Suboptimal healthcare utilisation and lower satisfaction with the patient-doctor encounter among immigrants has been documented. Immigrants' lack of familiarity with the healthcare system has been proposed as an explanation for this. This study investigated whether a systematic delivery of information affected immigrants' knowledge of and satisfaction with the Danish healthcare system.
A prospective, randomised intervention study of 1158 adult immigrants attending two language schools in Copenhagen was conducted. Two intervention groups received written information or a 12-hour course on the Danish healthcare system, while a control group received nothing. Survey data included self-assessed knowledge, true/false questions on access and questions relating to satisfaction with the healthcare system. Data were linked to socioeconomic registry data. Logistic regression analyses were performed.

= = = =

_EXERCISE INSTRUCTIONS_
a - Answer these questions from the abstract on immigrants and Danish healthcare:
(i) How many adult immigrants took part in the study?
(ii) What did the two intervention groups receive?
(iii) What type of analyses were performed?
b - Carry on the abstract on immigrants and Danish healthcare from its final sentence.

_Extracted records_
= = = =

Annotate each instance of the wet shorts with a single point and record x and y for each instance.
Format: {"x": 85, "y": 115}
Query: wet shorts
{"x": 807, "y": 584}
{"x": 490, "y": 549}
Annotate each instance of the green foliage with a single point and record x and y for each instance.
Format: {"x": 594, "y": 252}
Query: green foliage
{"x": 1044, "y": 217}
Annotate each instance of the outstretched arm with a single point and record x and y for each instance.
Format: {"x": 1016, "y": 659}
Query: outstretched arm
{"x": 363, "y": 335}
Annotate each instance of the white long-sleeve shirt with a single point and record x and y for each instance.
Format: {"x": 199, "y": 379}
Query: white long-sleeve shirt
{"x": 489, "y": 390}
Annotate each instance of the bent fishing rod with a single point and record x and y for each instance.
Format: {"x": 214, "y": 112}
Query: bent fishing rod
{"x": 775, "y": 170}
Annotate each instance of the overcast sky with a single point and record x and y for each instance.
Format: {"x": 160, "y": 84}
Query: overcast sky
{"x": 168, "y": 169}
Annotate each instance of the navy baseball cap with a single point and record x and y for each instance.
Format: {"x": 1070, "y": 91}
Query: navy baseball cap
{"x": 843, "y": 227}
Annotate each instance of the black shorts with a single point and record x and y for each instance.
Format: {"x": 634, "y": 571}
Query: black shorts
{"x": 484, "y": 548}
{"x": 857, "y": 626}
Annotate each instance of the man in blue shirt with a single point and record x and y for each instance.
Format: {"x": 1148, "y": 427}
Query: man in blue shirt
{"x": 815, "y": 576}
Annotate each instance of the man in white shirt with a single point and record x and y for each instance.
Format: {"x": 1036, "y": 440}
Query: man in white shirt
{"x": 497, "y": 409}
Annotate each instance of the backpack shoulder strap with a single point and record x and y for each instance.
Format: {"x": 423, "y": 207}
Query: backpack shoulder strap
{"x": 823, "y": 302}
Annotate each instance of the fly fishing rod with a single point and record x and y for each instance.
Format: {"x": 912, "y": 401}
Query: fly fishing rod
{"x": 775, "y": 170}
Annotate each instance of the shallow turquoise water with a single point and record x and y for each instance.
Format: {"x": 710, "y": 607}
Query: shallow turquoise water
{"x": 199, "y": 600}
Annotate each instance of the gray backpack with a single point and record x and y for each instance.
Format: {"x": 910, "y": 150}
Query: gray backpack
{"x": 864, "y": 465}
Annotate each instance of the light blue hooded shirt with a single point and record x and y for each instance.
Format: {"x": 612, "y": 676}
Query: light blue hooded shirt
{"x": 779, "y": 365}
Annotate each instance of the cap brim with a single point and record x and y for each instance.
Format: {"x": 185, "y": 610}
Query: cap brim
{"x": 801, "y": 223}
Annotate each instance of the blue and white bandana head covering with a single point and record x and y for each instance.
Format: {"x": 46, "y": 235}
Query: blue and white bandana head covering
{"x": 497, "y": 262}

= = = =

_REPLIES_
a -
(i) 1158
(ii) Written information or a 12-hour course on the Danish healthcare system
(iii) Logistic regression analyses

b -
The course improved knowledge of who to contact in the event of an accident (odds ratio (OR) = 2.67, 95% confidence interval (CI) = 1.56-4.59) but not in the event of illness. Further, it positively affected correct answers for nine out of 11 questions on the healthcare system (varying from OR = 1.87, 95% CI = 1.08-3.24 to OR = 3.11, 95% CI = 1.58-6.11). Written information positively affected correct answers for three out of 11 questions, but negatively affected one out of 11 compared with the control group. Neither intervention affected immigrants' satisfaction with the healthcare system.
Knowledge of the healthcare system is necessary for optimal healthcare-seeking behaviour. The results may form the basis of national and international changes in immigrant reception and optimise immigrants' contact with the healthcare system.